[Text segment]

The growth of technology has and will continue to bring in changes across various industries. And thanks to increasing need for automation, extra storage, more security, many businesses are encouraging the growth spurt and adopting it too.

And the healthcare industry is no exception.

As more and more healthcare companies start externalizing their IT needs, cloud-based storage is causing quite a stir. And what’s more, you can get on-demand computational services anytime, anywhere without having to worry about the security threats.

Cloud computing in Health Care:

Health care is one of the many sectors in which information is of vital importance. Amid the hundreds of machines whirring away saving lives along with the doctors and nurses, there is another important force that supports them i.e., cloud computing supporting the everyday operations.

For instance, if a patient complains about chest pains, then the doctor can pull up the required information quickly and the diagnosis can be made quite easy and also reduce costs for treatment. Cloud Computing needs from the healthcare industry drove $3.73 billion in healthcare spending on cloud services last year and will push that number nearly threefold to $9.48 billion by 2020.

But there are some considerations to be looked into before choosing a cloud vendor. Below are a few of them:

Security

Security is one of the most critical concerns of any industry. Because the cloud (whether public or private) stores business’s critical data. The cloud provider should offer world-class data and access, infrastructure, and physical security, backup storage options in case of a crisis, anti-virus protection, and customizable security options. Data needs to be safe and the vendor needs to have systems as per the healthcare security and privacy regulations.

Security

Few important certifications that should be looked into before opting a cloud provider are:

Information security management (ISO/IEC 27001 Certified)

ISO/IEC 27001 is an internationally acknowledged management system standard for information security. By implementing an information security management system compliant with ISO/IEC 27001 the vendor identifies and mitigates the risks related to handling sensitive and vital data.

PHI data safety (ISO/IEC 27018 Certified)

ISO/IEC 27018 relates to one of the most critical components of cloud privacy: the protection of personally identifiable information (PII). By implementing a system compliant with ISO/IEC 27018 the vendor mitigates the risks related to exposure of PII.

Comparison:

AWS: Amazon’s cloud security similar to the security offered in an on-premises data centers i.e., there are no IT equipment or maintenance costs. AWS Cloud enables a shared responsibility model i.e., AWS will manage the security of the cloud, while the client is responsible for managing the security on the cloud.

Azure: They provide multi-layered security across physical infrastructure, and operations with cybersecurity experts’ continuously monitoring the cloud assets.

Google Cloud: As a younger service than AWS and Azure, the security levels lie in between them. They have some amazing in-built security features like Cloud Security Command Center, Stackdriver Logging, and they offer the open-source Forseti for managing security configurations.

Compliance

Health care teams need to have full awareness of the business’s compliance standards like government, patient regulations, data privacy, security laws, and other legal regulations. The vendor platform needs to help us meet compliance standards applicable to the health care and life sciences industry.

Compilation

The client needs to be aware that when investing in a cloud provider they are investing in the technical infrastructure but also their staff and expertise. So the client needs to ensure compliance of hosted-data when moving over to the cloud.

HIPPA

Vendor systems consistent with privacy and security obligations under the HIPAA framework. The HIPPA safety rules consist of technical, administrative, and physical safeguards.

[/Text segment]

Required actions:
a: According to the article on cloud computing in health care, what should a cloud provider offer in terms of security? List every item it names.
b: In the article on cloud computing in health care, which ISO/IEC standard deals with protecting personally identifiable information?
c: Write the next part of the article on cloud computing in health care, starting right after its last sentence.

[Recorded data]

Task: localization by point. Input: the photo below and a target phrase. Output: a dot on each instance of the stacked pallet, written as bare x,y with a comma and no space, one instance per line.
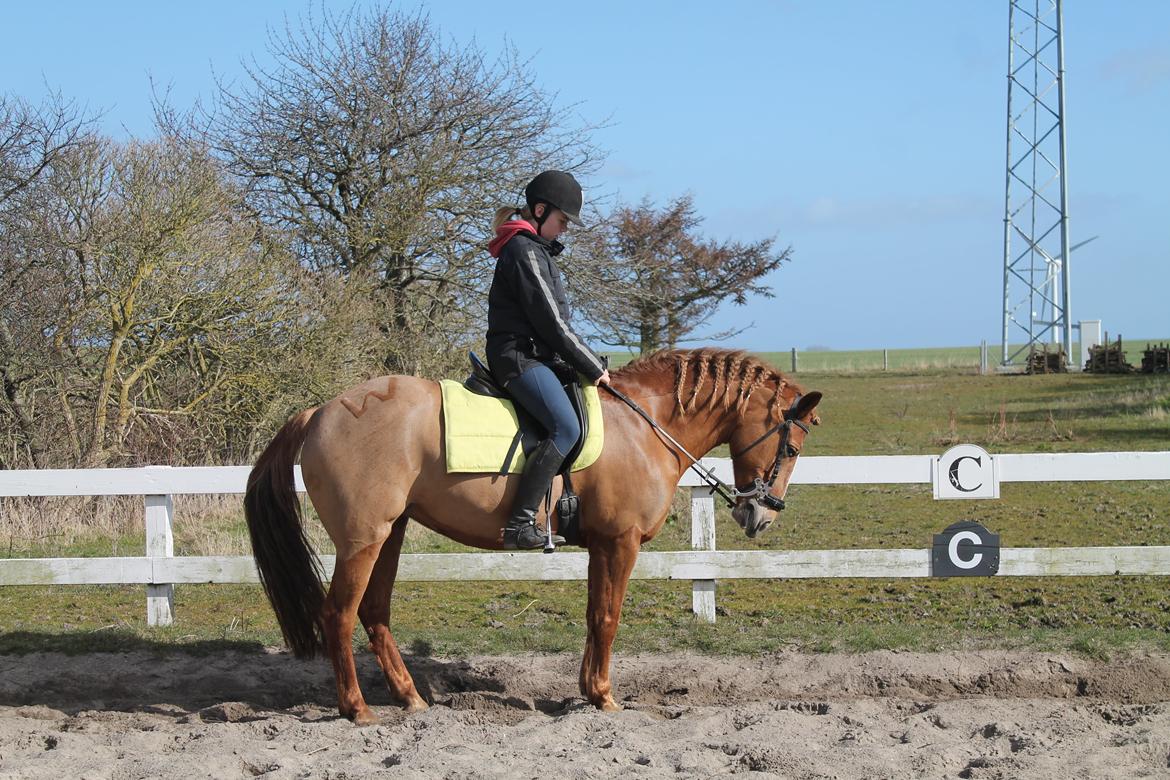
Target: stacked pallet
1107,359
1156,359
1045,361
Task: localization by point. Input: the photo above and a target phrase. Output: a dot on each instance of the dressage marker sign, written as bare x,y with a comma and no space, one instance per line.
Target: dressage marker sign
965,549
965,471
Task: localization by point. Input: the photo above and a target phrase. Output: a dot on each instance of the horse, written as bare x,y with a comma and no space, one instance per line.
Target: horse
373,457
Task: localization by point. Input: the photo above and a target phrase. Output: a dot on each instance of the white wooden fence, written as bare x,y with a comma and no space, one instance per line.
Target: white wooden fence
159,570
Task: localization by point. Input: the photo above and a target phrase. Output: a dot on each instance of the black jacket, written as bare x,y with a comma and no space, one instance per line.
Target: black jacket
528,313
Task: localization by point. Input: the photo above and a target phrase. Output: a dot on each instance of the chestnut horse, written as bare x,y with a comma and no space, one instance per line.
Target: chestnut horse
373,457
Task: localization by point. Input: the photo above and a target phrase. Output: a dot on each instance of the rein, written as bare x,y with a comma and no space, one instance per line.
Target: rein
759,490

[/Recorded data]
[Recorded data]

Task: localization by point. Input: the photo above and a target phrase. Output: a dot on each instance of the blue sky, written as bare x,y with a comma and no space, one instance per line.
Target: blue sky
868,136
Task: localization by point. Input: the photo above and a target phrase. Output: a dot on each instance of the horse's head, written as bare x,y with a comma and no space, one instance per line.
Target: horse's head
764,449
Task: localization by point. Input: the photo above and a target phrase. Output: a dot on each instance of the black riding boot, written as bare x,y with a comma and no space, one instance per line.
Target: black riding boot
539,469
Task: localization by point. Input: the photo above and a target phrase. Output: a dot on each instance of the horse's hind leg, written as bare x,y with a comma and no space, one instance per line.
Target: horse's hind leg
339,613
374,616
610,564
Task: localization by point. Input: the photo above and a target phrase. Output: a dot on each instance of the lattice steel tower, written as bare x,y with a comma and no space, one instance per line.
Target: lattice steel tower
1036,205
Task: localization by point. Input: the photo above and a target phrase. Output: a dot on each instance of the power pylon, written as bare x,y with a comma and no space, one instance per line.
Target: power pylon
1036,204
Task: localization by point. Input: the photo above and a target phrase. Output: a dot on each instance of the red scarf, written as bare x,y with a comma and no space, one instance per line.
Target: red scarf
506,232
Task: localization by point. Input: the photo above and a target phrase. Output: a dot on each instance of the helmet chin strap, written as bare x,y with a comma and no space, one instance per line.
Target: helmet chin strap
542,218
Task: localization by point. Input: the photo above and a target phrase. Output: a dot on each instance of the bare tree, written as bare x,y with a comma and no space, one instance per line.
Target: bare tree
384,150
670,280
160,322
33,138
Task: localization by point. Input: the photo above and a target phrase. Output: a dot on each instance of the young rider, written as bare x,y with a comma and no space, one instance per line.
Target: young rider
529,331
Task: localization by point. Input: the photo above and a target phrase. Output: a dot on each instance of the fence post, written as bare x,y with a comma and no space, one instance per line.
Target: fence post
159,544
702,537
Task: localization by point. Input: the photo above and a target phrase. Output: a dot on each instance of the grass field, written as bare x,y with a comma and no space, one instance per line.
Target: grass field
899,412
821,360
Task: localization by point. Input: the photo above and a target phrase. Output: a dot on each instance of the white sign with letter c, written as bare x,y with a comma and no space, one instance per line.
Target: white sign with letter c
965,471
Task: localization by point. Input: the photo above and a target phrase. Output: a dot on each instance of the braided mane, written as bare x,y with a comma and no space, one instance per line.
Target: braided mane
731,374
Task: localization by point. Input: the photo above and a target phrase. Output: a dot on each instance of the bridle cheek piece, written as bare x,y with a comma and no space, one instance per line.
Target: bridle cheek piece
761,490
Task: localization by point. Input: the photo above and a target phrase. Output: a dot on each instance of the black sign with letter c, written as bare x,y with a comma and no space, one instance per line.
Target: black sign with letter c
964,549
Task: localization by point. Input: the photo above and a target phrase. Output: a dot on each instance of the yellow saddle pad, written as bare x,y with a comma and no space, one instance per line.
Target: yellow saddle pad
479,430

[/Recorded data]
[Recorded data]

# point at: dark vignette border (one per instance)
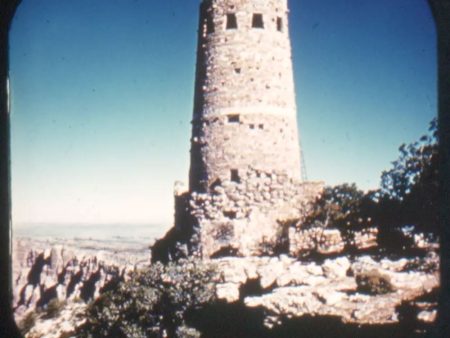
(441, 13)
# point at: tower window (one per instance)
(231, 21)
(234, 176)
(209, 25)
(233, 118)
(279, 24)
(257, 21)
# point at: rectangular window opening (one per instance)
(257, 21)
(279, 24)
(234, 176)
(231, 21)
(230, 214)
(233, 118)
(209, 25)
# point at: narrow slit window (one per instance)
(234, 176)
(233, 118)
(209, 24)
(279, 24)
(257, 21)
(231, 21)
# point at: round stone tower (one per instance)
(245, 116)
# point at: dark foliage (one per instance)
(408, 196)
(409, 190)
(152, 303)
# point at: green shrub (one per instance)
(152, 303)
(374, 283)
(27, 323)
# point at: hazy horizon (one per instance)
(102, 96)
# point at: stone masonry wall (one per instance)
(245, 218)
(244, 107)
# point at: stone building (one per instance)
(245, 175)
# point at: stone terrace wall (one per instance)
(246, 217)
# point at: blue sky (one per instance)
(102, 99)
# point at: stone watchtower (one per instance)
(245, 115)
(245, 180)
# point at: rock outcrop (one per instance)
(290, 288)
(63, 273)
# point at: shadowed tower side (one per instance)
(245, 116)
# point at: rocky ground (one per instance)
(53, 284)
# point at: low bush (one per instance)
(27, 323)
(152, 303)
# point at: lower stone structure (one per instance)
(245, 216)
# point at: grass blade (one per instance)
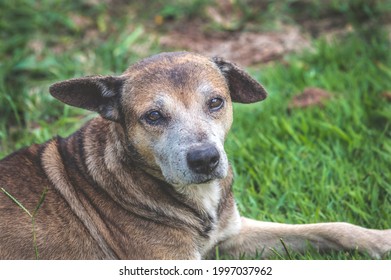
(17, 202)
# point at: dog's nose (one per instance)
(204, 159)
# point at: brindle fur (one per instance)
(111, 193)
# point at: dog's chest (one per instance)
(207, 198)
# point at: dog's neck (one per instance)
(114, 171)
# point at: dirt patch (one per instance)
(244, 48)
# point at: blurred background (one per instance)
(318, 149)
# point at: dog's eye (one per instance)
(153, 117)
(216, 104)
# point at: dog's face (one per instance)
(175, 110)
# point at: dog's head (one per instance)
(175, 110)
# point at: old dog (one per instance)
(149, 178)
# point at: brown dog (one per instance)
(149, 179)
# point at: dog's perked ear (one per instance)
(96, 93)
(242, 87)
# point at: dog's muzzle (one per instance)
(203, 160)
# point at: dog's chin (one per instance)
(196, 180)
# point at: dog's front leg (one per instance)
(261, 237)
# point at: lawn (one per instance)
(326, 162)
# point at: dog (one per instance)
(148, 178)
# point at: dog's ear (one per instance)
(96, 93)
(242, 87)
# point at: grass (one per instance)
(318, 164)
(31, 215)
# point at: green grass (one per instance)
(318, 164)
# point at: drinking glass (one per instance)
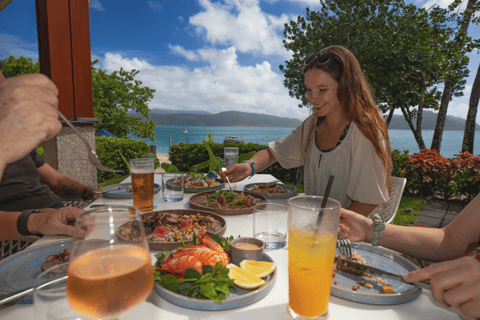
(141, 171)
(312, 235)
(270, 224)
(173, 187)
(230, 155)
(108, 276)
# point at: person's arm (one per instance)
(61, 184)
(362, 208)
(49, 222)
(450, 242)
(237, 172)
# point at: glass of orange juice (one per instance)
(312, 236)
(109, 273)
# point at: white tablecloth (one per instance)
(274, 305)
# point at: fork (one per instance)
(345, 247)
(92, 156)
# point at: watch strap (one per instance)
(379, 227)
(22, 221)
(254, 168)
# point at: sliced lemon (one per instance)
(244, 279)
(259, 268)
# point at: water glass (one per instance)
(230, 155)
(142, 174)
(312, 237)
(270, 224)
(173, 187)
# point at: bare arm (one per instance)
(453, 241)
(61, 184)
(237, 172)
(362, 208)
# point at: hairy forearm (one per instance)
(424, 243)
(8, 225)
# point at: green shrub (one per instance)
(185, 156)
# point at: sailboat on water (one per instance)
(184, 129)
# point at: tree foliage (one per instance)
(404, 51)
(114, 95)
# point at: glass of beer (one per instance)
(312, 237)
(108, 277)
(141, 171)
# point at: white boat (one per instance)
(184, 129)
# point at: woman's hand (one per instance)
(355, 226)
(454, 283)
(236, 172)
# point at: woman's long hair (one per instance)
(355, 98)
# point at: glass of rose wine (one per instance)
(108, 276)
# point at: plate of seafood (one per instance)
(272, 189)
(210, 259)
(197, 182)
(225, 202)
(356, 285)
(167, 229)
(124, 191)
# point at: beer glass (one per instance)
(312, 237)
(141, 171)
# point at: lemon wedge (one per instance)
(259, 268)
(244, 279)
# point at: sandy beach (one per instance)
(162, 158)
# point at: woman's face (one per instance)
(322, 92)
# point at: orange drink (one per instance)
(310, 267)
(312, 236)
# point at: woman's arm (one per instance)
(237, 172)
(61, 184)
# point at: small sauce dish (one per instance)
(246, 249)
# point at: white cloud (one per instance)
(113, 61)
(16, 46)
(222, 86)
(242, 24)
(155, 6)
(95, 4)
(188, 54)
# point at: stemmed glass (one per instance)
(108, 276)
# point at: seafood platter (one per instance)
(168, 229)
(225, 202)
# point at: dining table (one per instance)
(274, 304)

[/Recorded data]

Results for the exercise:
a:
- World-class data and access security
- Infrastructure security
- Physical security
- Backup storage options in case of a crisis
- Anti-virus protection
- Customizable security options

b: ISO/IEC 27018.

c:
GDPR (Within Europe)

GDPR the general data protection rule applies to businesses to safeguard data of the citizens of the European countries. Healthcare institutions need to register for being GDPR compliant.

HITRUST CSF

HITRUST is an attempt to help vendors better prove their security and to help covered entities streamline security and compliance reviews. HITRUST certification is a bonus to provide full data privacy to the vendors.

Readiness to execute a Business Associate Agreement

Simply put, BAA is a legal document signed by the health care provider and a contractor. It creates a liability bond between the two parties, satisfying the HIPPA regulations. It is ensured so that the cloud vendor is obligated to protect health information.

Signing a BAA will provide the customer with an edge as the cloud provider has to adhere to the HIPAA Breach Notification rule in case of any security breach incidents. Also, signing the BAA, the cloud vendor appropriately restricts permission to access the cloud.

Comparison:

AWS:  Philips being one of the healthcare providers has availed AWS, thus we can say that there are compliance checks that are AWS does are compatible with health services.

Azure: With more than 90 compliance certifications, including over 50 specific to global regions and countries, Microsoft has been providing cloud compliance over various industries including healthcare.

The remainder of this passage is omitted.